### EXERCISE DETAILS
Copy out the records word for word, from the line containing "Exercise. Mark the front headlight" through the line containing "[(233, 183)]", both lines included.

### Items from a data source
______
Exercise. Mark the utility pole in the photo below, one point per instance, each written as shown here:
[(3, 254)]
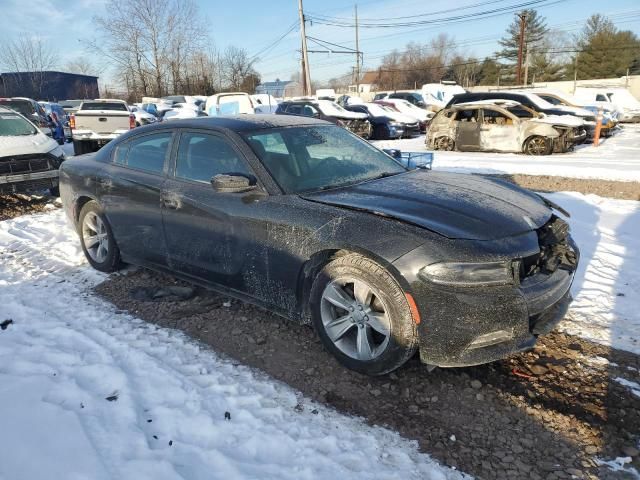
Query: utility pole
[(523, 21), (575, 73), (357, 55), (526, 65), (306, 77)]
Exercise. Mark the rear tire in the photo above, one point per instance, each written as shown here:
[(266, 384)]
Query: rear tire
[(97, 240), (373, 331)]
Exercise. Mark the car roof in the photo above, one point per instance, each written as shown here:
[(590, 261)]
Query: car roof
[(244, 123)]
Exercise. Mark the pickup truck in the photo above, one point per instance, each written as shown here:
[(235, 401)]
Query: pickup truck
[(97, 122)]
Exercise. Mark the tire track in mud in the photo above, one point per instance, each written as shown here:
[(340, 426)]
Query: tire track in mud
[(549, 413)]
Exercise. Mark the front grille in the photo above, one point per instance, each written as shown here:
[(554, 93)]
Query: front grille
[(28, 163), (555, 250)]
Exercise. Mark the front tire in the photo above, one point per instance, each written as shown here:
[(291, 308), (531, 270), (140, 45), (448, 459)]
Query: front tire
[(362, 316), (97, 240), (537, 145)]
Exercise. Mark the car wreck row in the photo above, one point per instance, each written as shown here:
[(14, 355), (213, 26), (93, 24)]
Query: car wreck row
[(503, 126)]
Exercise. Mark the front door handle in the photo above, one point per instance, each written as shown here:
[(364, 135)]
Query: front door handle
[(171, 203)]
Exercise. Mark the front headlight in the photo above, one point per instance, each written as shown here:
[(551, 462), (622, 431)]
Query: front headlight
[(469, 274), (57, 152)]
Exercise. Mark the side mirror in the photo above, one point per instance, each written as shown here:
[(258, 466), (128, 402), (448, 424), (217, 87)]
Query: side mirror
[(233, 183)]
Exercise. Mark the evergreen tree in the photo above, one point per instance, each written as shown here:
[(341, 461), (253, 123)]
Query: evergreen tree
[(534, 33), (605, 51)]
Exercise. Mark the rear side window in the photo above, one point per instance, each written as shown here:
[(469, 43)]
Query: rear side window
[(468, 115), (201, 157), (147, 153)]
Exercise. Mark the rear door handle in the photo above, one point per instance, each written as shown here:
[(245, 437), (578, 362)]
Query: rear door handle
[(171, 203)]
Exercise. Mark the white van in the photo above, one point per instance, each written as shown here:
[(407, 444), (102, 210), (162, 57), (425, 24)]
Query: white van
[(231, 103), (621, 98)]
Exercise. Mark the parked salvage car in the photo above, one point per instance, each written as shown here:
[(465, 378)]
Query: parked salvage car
[(58, 121), (142, 116), (306, 219), (499, 126), (386, 124), (584, 121), (231, 103), (29, 160), (402, 106), (97, 122), (326, 110), (30, 109)]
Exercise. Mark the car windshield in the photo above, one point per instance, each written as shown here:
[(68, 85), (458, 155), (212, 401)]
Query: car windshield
[(311, 158), (12, 125), (377, 110), (104, 106), (20, 106)]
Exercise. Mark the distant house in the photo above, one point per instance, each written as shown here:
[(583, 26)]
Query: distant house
[(280, 88), (368, 83), (51, 86)]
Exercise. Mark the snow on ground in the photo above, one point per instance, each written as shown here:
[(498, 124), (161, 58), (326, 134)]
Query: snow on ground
[(67, 351), (607, 285), (616, 158)]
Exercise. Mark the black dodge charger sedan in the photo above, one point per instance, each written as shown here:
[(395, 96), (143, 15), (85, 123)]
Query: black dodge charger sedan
[(302, 217)]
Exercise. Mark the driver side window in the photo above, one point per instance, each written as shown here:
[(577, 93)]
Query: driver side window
[(202, 157)]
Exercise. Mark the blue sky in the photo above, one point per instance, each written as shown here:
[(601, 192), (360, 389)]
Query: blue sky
[(255, 24)]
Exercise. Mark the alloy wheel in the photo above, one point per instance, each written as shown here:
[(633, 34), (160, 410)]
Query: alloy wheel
[(355, 319), (95, 237)]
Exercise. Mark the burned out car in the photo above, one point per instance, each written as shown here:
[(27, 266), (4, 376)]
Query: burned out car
[(308, 220), (29, 159), (502, 126), (355, 122)]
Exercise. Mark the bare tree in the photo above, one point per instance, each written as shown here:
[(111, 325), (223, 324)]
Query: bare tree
[(30, 57), (152, 42), (237, 67), (83, 66)]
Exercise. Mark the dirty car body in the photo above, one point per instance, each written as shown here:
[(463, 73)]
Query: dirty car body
[(500, 126), (487, 264)]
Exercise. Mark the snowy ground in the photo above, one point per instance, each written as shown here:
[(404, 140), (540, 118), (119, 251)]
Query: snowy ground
[(67, 352), (616, 158)]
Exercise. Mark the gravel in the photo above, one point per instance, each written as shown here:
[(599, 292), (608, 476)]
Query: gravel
[(542, 414)]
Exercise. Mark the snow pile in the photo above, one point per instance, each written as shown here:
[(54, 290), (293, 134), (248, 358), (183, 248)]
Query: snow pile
[(90, 393), (607, 284), (617, 158)]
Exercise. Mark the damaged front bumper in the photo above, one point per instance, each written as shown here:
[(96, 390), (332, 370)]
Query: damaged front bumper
[(21, 173), (465, 326)]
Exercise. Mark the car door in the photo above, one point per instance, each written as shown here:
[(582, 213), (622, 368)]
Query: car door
[(129, 191), (499, 131), (468, 135), (208, 233)]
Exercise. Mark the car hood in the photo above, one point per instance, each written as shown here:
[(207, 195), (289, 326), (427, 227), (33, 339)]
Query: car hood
[(454, 205), (25, 145)]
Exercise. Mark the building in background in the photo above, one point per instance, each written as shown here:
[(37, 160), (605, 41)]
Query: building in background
[(49, 85), (280, 88)]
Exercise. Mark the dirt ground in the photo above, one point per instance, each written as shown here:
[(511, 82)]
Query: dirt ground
[(543, 414)]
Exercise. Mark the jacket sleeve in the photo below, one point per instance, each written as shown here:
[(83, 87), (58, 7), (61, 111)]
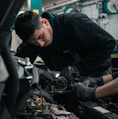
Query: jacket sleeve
[(27, 50), (94, 44)]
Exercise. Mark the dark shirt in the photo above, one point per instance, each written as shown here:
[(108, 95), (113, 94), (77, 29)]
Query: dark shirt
[(77, 40)]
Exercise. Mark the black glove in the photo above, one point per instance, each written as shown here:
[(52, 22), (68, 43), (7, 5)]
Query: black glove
[(81, 92), (70, 72), (91, 81)]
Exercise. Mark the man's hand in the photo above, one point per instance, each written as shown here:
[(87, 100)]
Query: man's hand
[(70, 72), (81, 92)]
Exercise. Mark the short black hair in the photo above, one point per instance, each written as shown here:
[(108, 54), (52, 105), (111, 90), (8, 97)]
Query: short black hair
[(26, 23)]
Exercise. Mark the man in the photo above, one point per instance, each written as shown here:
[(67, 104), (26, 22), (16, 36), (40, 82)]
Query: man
[(67, 39)]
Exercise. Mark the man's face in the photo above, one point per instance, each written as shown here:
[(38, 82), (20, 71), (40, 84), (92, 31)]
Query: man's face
[(43, 36)]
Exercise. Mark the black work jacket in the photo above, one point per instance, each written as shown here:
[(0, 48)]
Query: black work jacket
[(76, 40)]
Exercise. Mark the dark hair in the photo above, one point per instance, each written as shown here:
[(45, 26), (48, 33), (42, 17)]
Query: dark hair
[(26, 23)]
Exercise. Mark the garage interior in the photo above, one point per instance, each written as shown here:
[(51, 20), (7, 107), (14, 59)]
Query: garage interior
[(26, 88)]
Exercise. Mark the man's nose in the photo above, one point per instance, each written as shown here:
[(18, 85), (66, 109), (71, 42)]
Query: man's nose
[(41, 43)]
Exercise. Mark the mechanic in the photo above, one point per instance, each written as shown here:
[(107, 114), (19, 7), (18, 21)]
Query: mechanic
[(66, 39)]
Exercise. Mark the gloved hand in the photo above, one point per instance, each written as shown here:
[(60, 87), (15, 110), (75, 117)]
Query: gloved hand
[(81, 92), (91, 81), (70, 72)]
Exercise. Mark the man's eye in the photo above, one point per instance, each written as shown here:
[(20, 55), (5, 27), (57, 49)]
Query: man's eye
[(41, 36)]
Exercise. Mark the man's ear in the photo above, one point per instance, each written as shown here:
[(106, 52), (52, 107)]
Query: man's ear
[(45, 21)]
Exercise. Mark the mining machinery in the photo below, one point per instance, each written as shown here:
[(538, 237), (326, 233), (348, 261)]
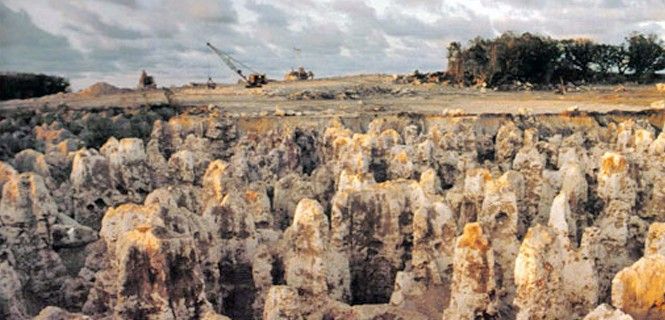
______
### EXERCISE RESULT
Exercise. Mark the front headlight in the photo above, one point per instance, each written as shown here:
[(551, 462), (622, 431)]
Query: front headlight
[(469, 274), (57, 152)]
Exercise. Mark the side mirror in the photo above, one point per instance, each written as shown here:
[(258, 466), (128, 402), (448, 424), (217, 87)]
Query: side mirror
[(233, 183)]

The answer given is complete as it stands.